From the records below, transcribe exactly the lines that begin at the line with "Target | pine tree trunk" and end at the line with "Target | thin tree trunk", both included.

Start of RECORDS SUPPLIED

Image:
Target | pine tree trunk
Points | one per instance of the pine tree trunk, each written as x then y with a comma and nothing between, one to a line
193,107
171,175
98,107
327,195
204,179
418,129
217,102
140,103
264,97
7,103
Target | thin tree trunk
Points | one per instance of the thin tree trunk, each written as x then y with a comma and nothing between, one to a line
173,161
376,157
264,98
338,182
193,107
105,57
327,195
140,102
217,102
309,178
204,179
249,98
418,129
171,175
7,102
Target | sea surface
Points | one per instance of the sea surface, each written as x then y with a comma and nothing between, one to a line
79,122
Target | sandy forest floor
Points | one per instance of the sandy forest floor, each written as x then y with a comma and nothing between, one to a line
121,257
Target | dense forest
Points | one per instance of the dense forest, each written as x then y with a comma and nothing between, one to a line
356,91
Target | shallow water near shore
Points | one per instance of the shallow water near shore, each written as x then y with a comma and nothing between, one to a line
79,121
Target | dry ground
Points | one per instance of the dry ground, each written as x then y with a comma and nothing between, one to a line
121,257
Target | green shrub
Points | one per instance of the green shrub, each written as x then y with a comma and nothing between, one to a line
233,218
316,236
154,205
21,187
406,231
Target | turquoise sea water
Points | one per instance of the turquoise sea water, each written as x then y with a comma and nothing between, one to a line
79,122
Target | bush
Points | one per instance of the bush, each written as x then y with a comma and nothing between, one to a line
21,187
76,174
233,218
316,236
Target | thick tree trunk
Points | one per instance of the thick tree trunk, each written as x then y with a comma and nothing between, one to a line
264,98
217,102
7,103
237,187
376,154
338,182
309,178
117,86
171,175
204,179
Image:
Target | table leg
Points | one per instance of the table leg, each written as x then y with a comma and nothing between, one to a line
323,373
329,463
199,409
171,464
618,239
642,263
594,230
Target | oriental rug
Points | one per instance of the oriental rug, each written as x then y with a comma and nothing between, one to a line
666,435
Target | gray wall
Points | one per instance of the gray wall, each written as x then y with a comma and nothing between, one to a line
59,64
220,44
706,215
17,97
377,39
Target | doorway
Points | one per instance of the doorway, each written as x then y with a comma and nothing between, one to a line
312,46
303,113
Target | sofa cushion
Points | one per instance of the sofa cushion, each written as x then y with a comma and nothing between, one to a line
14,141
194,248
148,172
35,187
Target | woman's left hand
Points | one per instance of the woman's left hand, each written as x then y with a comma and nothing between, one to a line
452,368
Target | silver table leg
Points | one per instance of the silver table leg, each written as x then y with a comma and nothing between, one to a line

End of RECORDS SUPPLIED

= SOLUTION TO THE PROBLEM =
Target | pine tree trunk
Points | one per instance of the pine tree trunk, each written as x then y with a comma and nothing between, one to a line
193,107
171,175
98,107
327,195
204,179
418,129
217,102
140,103
264,97
7,103
Target | thin tree trunk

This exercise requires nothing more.